Task statement → Gather every line in the items below that contains the word "cloud", and copy each of those lines in full.
★ ★ ★
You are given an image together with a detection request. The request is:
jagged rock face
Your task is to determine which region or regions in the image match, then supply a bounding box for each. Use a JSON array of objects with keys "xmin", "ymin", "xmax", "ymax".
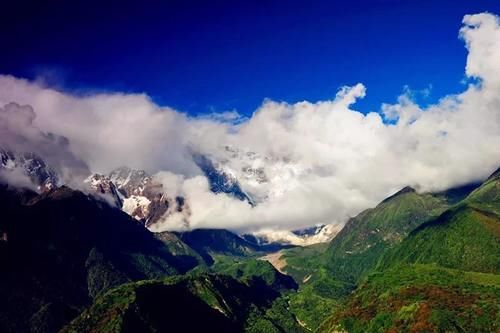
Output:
[
  {"xmin": 109, "ymin": 167, "xmax": 155, "ymax": 197},
  {"xmin": 85, "ymin": 173, "xmax": 123, "ymax": 208},
  {"xmin": 0, "ymin": 147, "xmax": 60, "ymax": 192},
  {"xmin": 250, "ymin": 224, "xmax": 343, "ymax": 246},
  {"xmin": 87, "ymin": 167, "xmax": 189, "ymax": 228}
]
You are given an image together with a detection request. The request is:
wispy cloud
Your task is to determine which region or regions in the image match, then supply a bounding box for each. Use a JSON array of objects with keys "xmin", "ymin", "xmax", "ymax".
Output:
[{"xmin": 0, "ymin": 13, "xmax": 500, "ymax": 229}]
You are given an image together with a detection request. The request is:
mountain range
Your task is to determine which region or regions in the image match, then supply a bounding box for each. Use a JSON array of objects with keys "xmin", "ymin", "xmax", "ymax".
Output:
[{"xmin": 0, "ymin": 148, "xmax": 500, "ymax": 332}]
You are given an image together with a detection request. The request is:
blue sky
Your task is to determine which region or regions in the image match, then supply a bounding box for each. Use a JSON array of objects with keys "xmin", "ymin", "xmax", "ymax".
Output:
[{"xmin": 0, "ymin": 0, "xmax": 500, "ymax": 115}]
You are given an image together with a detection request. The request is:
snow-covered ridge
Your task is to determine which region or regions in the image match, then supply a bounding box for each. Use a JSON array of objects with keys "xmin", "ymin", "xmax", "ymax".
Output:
[
  {"xmin": 0, "ymin": 146, "xmax": 340, "ymax": 246},
  {"xmin": 0, "ymin": 147, "xmax": 60, "ymax": 192}
]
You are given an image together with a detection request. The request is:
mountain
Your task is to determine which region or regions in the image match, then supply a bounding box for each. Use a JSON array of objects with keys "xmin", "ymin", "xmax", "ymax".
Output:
[
  {"xmin": 317, "ymin": 265, "xmax": 500, "ymax": 333},
  {"xmin": 282, "ymin": 186, "xmax": 476, "ymax": 330},
  {"xmin": 174, "ymin": 229, "xmax": 282, "ymax": 265},
  {"xmin": 62, "ymin": 274, "xmax": 303, "ymax": 333},
  {"xmin": 193, "ymin": 153, "xmax": 255, "ymax": 206},
  {"xmin": 381, "ymin": 172, "xmax": 500, "ymax": 274},
  {"xmin": 0, "ymin": 185, "xmax": 198, "ymax": 332},
  {"xmin": 319, "ymin": 170, "xmax": 500, "ymax": 332},
  {"xmin": 0, "ymin": 147, "xmax": 60, "ymax": 191},
  {"xmin": 249, "ymin": 224, "xmax": 343, "ymax": 246},
  {"xmin": 325, "ymin": 187, "xmax": 448, "ymax": 283}
]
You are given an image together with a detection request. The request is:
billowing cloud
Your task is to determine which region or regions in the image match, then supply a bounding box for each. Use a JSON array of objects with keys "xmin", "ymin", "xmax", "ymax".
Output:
[
  {"xmin": 0, "ymin": 103, "xmax": 89, "ymax": 187},
  {"xmin": 0, "ymin": 13, "xmax": 500, "ymax": 230}
]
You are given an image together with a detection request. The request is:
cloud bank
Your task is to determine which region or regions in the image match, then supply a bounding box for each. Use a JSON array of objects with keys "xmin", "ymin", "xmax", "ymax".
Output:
[{"xmin": 0, "ymin": 13, "xmax": 500, "ymax": 230}]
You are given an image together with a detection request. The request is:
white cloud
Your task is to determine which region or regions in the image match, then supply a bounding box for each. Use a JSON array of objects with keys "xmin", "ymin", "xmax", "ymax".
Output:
[{"xmin": 0, "ymin": 14, "xmax": 500, "ymax": 229}]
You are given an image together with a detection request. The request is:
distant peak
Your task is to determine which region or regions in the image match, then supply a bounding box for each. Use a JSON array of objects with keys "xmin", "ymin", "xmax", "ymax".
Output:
[
  {"xmin": 382, "ymin": 186, "xmax": 416, "ymax": 202},
  {"xmin": 486, "ymin": 167, "xmax": 500, "ymax": 180}
]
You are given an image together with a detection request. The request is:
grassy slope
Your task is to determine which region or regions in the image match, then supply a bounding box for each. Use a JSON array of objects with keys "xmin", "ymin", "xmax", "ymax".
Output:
[
  {"xmin": 63, "ymin": 274, "xmax": 302, "ymax": 333},
  {"xmin": 319, "ymin": 173, "xmax": 500, "ymax": 332},
  {"xmin": 318, "ymin": 265, "xmax": 500, "ymax": 333},
  {"xmin": 284, "ymin": 188, "xmax": 448, "ymax": 329},
  {"xmin": 326, "ymin": 188, "xmax": 448, "ymax": 283}
]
★ ★ ★
Reply to the exercise →
wispy cloud
billowing cloud
cloud bank
white cloud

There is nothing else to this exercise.